Excerpted text
— BEGIN —

Tuesday, November 24, 2009

November revivals: Thanksgiving weekend

Kim Greist as Jill Layton http://www.premiere.fr/var/premiere/storage/images/cinema/photos-film/photos-acteur/images/l-argent-de-poche-1975__4/11815961-1-fre-FR/l_argent_de_poche_1975_reference.jpg

Hey all. Mike here with what to catch this Thanksgiving weekend, and a few days after that. I didn't plan for most of this list's selections to come from IFC Center, but that's what's happened. This is also the latest I can go before posting. 2 days after I posted the last list, an AMC theater in Fresh Meadows posted an ad in the News and the Post for a revival screening of It's A Mad Mad Mad World for Sunday November 22 at 1. But this was the only way most people heard about, since it wasn't on AMC's website, and there were no earlier announcements anywhere. An ad in the paper, what is this, 1960 or 1970something? Maybe I could have gone, maybe I could have posted it, but if not given the chance . . . Oh well. I like the intentions, but if they don't draw anyone, I don't feel sorry for them. Anyway, here we go with this list:

M. HULOT'S HOLIDAY- Wed Nov 25, Sat Nov 28, and Tues Dec 1 - Thurs Dec 3 at 8:20 and 10:10- Film Forum- A restored 35mm print of the classic French comedy classic I brought up on the last post. I won't go into it again now, I still haven't seen it, and I'd like to catch this. Therefore, I'm re posting it.

SMALL CHANGE- Wed Nov 25, and Tues Dec 1 at 7:05 and 9:30, and Sat Nov 28 at 9:30- IFC Center- A new print of Francois Truffaut's 1976 hit. Episodic in nature, so don't go in thinking you'll get a linear plot here. Consider this as a slice of life over the course of a few summer months, following the lives of some of the kids, mostly of elementary school age. Not only are the kids the focus, the story is interrupted as though we're looking at this as a kid, at about the time just before they make the change to more adult ideas and decisions. Meaning little things take on greater importance. If something goes on that the kids don't understand, like first love or child abuse, and if one of the adults can't explain it clearly, then it will go misunderstood, or the kids will just move on. Might be frustrating for the audience, but stick with it.

Not the highest praised of Truffaut's canon, but much beloved to those who know it. Runs for one week only, I've listed the days and time I'm most likely available.

— END —

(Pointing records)
— BEGIN —

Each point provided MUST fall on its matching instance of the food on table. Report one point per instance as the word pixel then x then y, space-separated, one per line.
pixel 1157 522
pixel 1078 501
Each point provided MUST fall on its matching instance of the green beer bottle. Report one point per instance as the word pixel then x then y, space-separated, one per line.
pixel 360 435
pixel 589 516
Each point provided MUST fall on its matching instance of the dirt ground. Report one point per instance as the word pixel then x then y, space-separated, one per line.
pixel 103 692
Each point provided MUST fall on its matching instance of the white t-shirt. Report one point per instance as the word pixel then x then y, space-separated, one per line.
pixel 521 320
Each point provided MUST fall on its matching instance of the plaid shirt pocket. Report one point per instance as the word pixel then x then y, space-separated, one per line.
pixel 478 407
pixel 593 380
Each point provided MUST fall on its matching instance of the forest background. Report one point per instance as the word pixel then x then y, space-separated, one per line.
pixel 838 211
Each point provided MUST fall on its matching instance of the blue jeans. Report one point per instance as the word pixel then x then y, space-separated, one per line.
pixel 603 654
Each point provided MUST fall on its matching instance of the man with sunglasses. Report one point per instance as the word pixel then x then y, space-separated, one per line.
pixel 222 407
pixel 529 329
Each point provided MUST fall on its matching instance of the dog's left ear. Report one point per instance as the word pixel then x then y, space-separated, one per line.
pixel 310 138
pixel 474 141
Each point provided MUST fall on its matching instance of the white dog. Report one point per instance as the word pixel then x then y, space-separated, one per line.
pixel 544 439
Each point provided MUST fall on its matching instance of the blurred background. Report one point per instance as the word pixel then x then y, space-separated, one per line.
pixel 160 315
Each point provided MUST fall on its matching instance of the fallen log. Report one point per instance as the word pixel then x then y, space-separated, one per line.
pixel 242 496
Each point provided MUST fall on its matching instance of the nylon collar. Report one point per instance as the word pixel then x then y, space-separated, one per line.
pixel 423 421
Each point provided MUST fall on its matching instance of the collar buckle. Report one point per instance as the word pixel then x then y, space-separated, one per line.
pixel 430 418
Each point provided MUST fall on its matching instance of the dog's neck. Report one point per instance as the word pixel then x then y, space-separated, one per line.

— END —

Challenge 1
Answer these about the film revivals post:
(a) Where was the AMC theater that advertised a screening of It's A Mad Mad Mad World?
(b) Which venue is showing M. HULOT'S HOLIDAY?
(c) In what year was SMALL CHANGE released?
Challenge 2
Carry the film revivals post forward, picking up after its last sentence.

Right answer 1
(a) Fresh Meadows
(b) Film Forum
(c) 1976

Right answer 2
THE SHINING- Wed Nov 25 and Fri Nov 27 at 11:50 pm- IFC Center- Yet another chance to catch this Kubrick-Nicholson film. If you can't catch this Thanksgiving weekend, it will play again sometime soon. It's been popular for this theater so far in 2009, so I'm sure they'll continue with other, mostly unannounced midnight screenings for the foreseeable future. Also playing around the Midnight time at the IFC Center is . . . .

BRAZIL- Wed Nov 25 - Fri Nov 27 at 12:05AM- IFC Center- The last of the Monty Python retrospective. A little surprised that it hasn't run a little longer. I guess either the IFC Center couldn't find a good print of Time Bandits, or didn't think Time Bandits was good enough, or that Time Bandits could draw. Won't bother to go into the other stuff from Python people that might be too obscure (like Clockwise or A Private Function: look them up on IMDB on your own time.).

A commercial failure back in 1985-86, for reasons widely published that I won't bother getting into now, one of my favorites from the 1980s. Unfortunately, as the years go by, the world (major cities, anyway) seems to take a step at a time toward becoming the world depicted in Brazil. A funny version of Orwell's 1984, but with all the horrific implications to those who cross the Big Brotheresque government, though this government is more concerned with paperwork than surveillance. You can also be an innocent bystander to get screwed, like the poor man in the beginning of Brazil, that eventually leads us to our day dreaming hero, played by Jonathan Pryce.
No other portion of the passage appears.